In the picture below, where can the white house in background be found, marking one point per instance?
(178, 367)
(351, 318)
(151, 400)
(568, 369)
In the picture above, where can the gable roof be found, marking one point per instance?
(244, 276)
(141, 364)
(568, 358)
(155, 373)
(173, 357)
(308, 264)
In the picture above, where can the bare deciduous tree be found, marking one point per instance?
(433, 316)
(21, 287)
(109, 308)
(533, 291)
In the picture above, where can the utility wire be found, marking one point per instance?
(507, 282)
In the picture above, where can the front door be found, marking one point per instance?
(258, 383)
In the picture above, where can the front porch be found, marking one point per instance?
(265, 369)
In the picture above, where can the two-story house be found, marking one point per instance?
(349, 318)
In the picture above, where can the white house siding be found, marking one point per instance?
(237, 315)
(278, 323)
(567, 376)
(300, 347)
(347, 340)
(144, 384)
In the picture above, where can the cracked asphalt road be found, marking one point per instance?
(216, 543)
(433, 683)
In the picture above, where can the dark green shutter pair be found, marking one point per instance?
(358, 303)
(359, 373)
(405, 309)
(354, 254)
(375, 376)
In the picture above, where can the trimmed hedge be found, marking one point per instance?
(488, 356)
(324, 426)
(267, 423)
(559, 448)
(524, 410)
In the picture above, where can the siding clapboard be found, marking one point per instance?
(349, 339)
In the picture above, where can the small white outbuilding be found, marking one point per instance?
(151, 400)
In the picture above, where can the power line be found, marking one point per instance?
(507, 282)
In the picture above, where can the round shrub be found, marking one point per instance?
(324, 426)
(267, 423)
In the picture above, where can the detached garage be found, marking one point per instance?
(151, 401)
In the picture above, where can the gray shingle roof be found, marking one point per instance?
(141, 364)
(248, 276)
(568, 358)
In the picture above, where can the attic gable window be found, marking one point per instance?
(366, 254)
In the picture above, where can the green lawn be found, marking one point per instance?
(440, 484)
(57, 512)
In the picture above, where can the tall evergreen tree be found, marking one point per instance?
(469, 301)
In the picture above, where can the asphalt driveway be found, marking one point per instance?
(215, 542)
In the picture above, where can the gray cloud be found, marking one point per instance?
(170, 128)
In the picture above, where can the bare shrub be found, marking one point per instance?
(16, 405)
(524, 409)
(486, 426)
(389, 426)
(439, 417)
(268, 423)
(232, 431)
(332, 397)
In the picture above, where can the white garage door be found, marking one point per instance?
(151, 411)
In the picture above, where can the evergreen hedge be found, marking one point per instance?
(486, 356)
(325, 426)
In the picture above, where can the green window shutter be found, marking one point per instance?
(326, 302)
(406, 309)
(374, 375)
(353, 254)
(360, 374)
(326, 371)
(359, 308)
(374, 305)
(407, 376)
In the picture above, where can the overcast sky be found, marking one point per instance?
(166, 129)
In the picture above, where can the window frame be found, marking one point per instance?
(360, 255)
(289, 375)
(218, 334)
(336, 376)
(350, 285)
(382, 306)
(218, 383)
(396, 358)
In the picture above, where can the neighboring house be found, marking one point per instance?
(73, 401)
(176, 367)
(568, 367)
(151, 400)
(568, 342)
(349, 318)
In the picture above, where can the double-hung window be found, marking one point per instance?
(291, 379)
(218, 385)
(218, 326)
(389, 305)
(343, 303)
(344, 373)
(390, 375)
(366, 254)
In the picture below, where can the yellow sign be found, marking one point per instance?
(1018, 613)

----

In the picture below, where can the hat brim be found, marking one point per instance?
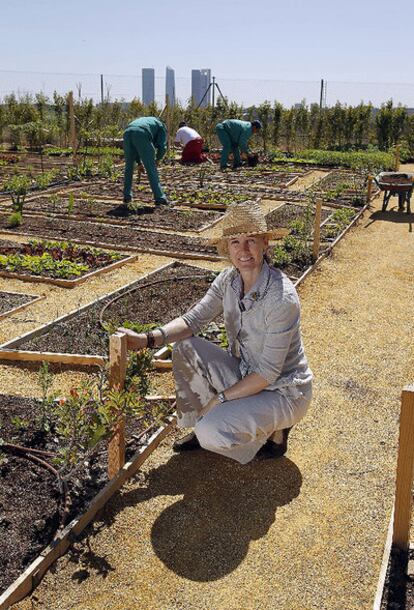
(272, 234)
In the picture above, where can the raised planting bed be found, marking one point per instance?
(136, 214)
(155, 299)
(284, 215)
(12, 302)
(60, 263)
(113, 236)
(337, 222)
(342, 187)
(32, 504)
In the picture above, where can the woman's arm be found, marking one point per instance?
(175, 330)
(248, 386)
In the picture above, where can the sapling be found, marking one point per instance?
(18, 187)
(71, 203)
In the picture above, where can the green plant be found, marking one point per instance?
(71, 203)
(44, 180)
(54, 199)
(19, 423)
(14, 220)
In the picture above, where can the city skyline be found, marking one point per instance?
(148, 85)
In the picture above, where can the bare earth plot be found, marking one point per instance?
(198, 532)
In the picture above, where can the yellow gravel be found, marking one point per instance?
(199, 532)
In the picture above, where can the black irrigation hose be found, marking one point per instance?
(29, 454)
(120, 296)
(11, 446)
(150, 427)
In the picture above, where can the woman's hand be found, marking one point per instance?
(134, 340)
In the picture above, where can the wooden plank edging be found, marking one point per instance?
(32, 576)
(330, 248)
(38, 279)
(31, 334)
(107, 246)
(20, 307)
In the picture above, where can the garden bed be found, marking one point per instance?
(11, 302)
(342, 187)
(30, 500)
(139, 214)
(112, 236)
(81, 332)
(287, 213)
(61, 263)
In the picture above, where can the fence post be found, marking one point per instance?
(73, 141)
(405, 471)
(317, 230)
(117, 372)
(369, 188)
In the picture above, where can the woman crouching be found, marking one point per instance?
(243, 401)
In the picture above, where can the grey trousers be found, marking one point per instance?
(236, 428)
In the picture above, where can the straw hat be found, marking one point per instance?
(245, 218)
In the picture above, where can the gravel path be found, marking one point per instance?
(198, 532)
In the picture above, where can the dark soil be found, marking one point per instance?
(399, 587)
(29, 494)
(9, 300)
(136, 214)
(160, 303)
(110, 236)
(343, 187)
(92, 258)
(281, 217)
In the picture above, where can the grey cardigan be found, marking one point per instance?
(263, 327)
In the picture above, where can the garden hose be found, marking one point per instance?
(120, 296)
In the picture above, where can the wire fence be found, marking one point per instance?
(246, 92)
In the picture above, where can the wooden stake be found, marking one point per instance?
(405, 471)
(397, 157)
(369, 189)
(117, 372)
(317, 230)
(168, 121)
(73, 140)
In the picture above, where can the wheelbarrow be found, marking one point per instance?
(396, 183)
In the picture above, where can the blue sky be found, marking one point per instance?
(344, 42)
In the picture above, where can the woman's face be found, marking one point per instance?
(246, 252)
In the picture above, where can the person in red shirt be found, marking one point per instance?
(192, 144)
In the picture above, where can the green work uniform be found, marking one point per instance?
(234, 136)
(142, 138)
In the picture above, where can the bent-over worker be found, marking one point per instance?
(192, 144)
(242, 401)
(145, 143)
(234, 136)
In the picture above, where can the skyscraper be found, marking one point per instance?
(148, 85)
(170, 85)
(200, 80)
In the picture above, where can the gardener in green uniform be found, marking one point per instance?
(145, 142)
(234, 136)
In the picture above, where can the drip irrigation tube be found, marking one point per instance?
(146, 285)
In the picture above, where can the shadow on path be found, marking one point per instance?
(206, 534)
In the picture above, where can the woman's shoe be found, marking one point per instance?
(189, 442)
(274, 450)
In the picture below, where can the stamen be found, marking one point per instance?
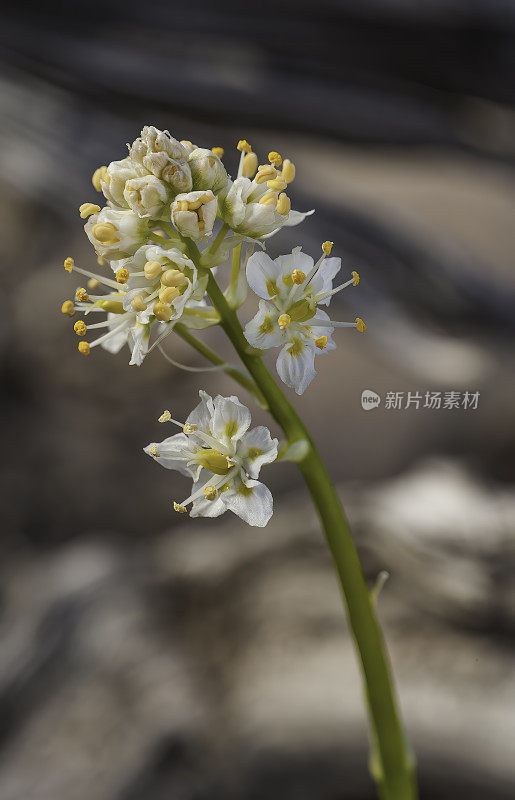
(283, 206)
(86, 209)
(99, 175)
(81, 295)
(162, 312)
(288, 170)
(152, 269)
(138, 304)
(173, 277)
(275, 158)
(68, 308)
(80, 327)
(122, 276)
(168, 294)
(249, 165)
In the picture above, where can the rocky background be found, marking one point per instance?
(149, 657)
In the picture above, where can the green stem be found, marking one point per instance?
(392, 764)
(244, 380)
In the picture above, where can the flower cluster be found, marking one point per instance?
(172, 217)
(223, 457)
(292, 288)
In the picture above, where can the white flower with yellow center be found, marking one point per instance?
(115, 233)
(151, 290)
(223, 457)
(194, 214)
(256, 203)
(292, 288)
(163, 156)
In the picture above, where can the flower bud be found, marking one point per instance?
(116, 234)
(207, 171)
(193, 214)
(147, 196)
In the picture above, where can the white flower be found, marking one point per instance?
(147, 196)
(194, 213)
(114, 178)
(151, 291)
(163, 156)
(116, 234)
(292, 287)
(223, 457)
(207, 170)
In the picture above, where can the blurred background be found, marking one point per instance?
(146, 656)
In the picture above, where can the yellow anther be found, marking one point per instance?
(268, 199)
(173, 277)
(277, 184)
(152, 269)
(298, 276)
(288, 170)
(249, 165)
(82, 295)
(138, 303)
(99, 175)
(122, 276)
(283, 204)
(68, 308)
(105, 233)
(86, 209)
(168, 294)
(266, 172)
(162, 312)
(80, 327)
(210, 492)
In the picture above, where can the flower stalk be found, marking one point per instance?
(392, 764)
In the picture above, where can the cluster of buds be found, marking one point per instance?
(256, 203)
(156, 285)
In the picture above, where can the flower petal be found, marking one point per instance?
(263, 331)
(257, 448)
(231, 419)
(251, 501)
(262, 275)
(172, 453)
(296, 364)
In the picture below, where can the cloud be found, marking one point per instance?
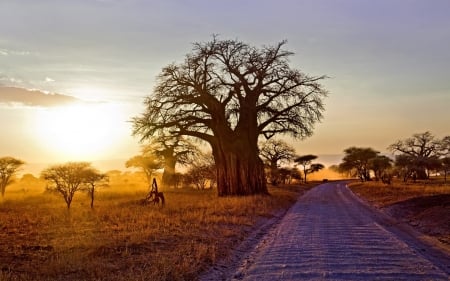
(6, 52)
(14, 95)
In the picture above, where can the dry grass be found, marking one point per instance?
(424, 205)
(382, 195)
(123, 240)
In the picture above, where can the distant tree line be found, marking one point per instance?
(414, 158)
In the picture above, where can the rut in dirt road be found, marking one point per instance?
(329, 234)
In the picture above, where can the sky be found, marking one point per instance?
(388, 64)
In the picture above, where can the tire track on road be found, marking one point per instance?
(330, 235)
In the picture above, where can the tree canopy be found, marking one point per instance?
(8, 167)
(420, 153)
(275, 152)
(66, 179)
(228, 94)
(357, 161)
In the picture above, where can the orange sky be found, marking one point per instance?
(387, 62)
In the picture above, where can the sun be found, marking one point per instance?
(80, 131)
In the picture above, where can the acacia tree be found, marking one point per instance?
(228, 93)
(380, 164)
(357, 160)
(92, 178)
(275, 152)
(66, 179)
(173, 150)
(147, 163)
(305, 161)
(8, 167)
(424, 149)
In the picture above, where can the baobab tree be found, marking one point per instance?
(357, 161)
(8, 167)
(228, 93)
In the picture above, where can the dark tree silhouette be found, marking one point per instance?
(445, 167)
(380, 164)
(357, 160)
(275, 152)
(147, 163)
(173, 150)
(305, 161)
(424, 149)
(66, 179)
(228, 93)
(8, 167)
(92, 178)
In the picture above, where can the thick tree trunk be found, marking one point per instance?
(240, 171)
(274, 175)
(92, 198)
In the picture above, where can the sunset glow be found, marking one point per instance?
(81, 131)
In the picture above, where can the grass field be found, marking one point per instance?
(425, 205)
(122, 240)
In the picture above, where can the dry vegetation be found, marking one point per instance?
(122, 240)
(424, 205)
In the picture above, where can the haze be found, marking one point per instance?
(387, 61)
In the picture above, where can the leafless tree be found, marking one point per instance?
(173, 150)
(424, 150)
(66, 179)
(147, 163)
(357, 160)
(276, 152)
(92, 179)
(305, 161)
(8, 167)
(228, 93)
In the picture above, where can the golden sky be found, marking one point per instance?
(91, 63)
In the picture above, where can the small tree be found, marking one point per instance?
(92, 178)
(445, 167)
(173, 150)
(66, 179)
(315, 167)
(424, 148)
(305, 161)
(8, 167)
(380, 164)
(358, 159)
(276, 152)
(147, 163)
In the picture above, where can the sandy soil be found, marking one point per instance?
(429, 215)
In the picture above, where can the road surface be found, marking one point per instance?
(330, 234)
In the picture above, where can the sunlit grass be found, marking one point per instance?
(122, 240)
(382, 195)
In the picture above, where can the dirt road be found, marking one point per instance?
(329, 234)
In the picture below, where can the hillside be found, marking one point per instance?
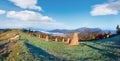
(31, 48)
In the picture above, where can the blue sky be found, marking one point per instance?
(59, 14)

----

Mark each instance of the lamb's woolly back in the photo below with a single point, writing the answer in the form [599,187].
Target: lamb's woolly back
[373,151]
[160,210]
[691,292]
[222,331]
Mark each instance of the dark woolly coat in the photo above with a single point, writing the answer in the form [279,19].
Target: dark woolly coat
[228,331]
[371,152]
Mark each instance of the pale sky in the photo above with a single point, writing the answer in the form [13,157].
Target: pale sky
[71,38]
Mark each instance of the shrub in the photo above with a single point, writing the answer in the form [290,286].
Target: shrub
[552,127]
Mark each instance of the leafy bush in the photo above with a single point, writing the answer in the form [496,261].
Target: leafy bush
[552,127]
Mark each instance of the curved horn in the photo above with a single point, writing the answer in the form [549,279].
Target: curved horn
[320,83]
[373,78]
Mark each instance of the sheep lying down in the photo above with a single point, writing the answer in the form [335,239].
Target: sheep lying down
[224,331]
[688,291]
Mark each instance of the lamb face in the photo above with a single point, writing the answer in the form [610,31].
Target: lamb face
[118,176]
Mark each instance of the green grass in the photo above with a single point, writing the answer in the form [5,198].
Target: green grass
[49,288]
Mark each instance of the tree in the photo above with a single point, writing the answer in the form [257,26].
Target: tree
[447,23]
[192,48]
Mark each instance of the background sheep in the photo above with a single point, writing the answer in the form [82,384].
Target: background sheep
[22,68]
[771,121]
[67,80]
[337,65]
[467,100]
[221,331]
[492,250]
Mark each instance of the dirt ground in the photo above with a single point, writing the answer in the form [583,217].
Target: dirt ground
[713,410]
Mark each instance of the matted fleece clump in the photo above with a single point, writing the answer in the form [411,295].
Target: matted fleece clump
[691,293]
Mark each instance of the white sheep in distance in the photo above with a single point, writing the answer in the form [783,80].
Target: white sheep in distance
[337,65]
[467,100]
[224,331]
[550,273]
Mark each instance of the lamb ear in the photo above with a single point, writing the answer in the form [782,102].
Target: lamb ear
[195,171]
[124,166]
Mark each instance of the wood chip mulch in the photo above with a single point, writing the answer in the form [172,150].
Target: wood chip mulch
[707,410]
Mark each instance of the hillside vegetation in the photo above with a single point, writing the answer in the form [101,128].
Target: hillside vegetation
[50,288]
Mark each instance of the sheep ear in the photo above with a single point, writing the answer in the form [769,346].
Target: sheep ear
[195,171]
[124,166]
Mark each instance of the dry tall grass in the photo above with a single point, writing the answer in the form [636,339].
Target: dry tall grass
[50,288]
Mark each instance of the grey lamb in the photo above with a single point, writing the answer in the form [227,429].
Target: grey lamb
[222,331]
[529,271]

----

• Requisito:
Localize nos registros todas as linhas que contêm a palavra "gravel" e copie-as integralmente, considerando a distinção entre maiúsculas e minúsculas.

• Solução:
In the picture above, where can the yellow gravel be found, marking one point per instance?
In the picture above, where can the gravel path be found, marking one point per instance?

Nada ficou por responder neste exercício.